Written exercise A: Reproduce the following notebook on generating Shakespearean text with a character RNN in full, with no changes.

# Generating Shakespearean Text Using a Character RNN

### Creating the Training Dataset

In [1]:
import tensorflow as tf
import numpy as np
import pandas as pd
import matplotlib.pyplot as plt

In [2]:
if tf.config.list_physical_devices("GPU"):
  print("GPU connected successfully!")
else:
  print("No GPU detected")

GPU connected successfully!


In [3]:

shakespeare_url = "https://homl.info/shakespeare"
filepath =  tf.keras.utils.get_file("shakespeare.txt",shakespeare_url)

with open(filepath) as f:
    shakespeare_text = f.read()

In [4]:
print(shakespeare_text[:100])

First Citizen:
Before we proceed any further, hear me speak.

All:
Speak, speak.

First Citizen:
You


In [5]:
"".join(sorted(set(shakespeare_text.lower())))

"\n !$&',-.3:;?abcdefghijklmnopqrstuvwxyz"

In [6]:
text_vector_layer=tf.keras.layers.TextVectorization(split="character",
                                                   standardize="lower")
text_vector_layer.adapt([shakespeare_text])
encoded = text_vector_layer([shakespeare_text])[0]

In [7]:
print(text_vector_layer.get_vocabulary())

['', '[UNK]', np.str_(' '), np.str_('e'), np.str_('t'), np.str_('o'), np.str_('a'), np.str_('i'), np.str_('h'), np.str_('s'), np.str_('r'), np.str_('n'), np.str_('\n'), np.str_('l'), np.str_('d'), np.str_('u'), np.str_('m'), np.str_('y'), np.str_('w'), np.str_(','), np.str_('c'), np.str_('f'), np.str_('g'), np.str_('b'), np.str_('p'), np.str_(':'), np.str_('k'), np.str_('v'), np.str_('.'), np.str_("'"), np.str_(';'), np.str_('?'), np.str_('!'), np.str_('-'), np.str_('j'), np.str_('q'), np.str_('x'), np.str_('z'), np.str_('3'), np.str_('&'), np.str_('$')]


In [8]:
len(text_vector_layer.get_vocabulary())

Given data:
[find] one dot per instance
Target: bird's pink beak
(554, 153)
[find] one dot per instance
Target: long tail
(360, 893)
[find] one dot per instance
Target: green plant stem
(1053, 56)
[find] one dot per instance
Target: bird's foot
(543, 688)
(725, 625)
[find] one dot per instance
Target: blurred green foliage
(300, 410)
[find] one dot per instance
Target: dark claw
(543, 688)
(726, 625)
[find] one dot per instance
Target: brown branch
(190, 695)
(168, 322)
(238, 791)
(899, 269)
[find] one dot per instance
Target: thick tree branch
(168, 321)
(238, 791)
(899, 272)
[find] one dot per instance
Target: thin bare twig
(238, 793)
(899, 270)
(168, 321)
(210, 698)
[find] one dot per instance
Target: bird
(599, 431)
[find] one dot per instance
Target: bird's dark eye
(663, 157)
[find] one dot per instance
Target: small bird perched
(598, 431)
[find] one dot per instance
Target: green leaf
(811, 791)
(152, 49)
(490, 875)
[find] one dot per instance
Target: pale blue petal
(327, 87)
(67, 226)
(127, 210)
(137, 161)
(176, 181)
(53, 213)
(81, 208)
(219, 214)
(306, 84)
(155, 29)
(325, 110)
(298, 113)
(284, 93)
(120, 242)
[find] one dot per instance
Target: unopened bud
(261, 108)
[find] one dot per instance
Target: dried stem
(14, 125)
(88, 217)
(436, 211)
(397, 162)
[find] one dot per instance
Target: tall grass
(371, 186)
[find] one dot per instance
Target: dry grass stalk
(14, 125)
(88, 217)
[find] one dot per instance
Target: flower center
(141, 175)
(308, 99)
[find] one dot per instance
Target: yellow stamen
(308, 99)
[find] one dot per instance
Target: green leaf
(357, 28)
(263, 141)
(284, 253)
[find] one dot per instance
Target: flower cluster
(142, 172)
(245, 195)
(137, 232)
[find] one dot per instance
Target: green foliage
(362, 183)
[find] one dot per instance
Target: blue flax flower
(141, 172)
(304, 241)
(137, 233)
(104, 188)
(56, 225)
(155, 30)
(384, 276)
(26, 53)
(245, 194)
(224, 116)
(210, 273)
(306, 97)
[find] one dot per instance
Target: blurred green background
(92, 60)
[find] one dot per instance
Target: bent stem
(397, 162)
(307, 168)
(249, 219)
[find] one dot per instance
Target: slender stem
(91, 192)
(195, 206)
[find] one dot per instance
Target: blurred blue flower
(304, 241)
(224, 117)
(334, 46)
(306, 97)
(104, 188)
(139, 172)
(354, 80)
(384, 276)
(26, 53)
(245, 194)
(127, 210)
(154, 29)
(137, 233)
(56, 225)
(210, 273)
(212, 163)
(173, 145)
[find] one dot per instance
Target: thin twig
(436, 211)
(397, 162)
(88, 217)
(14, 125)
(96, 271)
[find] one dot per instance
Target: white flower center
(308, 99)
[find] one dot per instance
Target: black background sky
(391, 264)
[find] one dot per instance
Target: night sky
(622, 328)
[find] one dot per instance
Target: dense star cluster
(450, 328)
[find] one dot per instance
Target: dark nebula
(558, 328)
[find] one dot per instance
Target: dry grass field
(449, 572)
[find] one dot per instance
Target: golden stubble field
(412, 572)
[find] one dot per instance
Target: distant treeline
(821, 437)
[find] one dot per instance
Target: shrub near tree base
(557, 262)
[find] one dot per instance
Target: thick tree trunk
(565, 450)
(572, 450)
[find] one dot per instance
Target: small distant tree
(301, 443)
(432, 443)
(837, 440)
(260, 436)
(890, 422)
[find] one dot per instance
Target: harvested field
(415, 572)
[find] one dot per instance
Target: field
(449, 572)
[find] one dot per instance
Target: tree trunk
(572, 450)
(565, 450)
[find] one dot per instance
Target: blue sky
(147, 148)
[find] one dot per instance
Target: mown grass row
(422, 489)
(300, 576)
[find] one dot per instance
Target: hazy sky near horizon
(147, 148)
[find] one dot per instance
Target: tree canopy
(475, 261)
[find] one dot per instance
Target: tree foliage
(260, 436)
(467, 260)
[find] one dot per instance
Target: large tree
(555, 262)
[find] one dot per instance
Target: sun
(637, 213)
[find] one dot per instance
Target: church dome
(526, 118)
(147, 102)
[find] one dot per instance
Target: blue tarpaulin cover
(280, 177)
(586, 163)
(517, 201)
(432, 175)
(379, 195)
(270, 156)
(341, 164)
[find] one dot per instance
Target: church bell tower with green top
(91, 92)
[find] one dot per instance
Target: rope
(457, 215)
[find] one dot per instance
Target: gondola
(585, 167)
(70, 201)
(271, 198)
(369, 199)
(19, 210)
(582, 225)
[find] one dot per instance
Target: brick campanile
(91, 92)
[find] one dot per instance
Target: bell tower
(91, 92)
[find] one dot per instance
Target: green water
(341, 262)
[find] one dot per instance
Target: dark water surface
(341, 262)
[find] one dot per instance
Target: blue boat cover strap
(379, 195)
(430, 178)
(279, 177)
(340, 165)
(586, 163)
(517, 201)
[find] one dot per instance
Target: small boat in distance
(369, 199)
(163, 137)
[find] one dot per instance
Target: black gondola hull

Written exercise B: Locate every line of the records above that contains the string "branch", treating uppercase and lowercase as different, and copy each of those lines.

Written response A:
# Generating Shakespearean Text Using a Character RNN

### Creating the Training Dataset

In [1]:
import tensorflow as tf
import numpy as np
import pandas as pd
import matplotlib.pyplot as plt

In [2]:
if tf.config.list_physical_devices("GPU"):
  print("GPU connected successfully!")
else:
  print("No GPU detected")

GPU connected successfully!


In [3]:

shakespeare_url = "https://homl.info/shakespeare"
filepath =  tf.keras.utils.get_file("shakespeare.txt",shakespeare_url)

with open(filepath) as f:
    shakespeare_text = f.read()

In [4]:
print(shakespeare_text[:100])

First Citizen:
Before we proceed any further, hear me speak.

All:
Speak, speak.

First Citizen:
You


In [5]:
"".join(sorted(set(shakespeare_text.lower())))

"\n !$&',-.3:;?abcdefghijklmnopqrstuvwxyz"

In [6]:
text_vector_layer=tf.keras.layers.TextVectorization(split="character",
                                                   standardize="lower")
text_vector_layer.adapt([shakespeare_text])
encoded = text_vector_layer([shakespeare_text])[0]

In [7]:
print(text_vector_layer.get_vocabulary())

['', '[UNK]', np.str_(' '), np.str_('e'), np.str_('t'), np.str_('o'), np.str_('a'), np.str_('i'), np.str_('h'), np.str_('s'), np.str_('r'), np.str_('n'), np.str_('\n'), np.str_('l'), np.str_('d'), np.str_('u'), np.str_('m'), np.str_('y'), np.str_('w'), np.str_(','), np.str_('c'), np.str_('f'), np.str_('g'), np.str_('b'), np.str_('p'), np.str_(':'), np.str_('k'), np.str_('v'), np.str_('.'), np.str_("'"), np.str_(';'), np.str_('?'), np.str_('!'), np.str_('-'), np.str_('j'), np.str_('q'), np.str_('x'), np.str_('z'), np.str_('3'), np.str_('&'), np.str_('$')]


In [8]:
len(text_vector_layer.get_vocabulary())

Written response B:
Target: brown branch
Target: thick tree branch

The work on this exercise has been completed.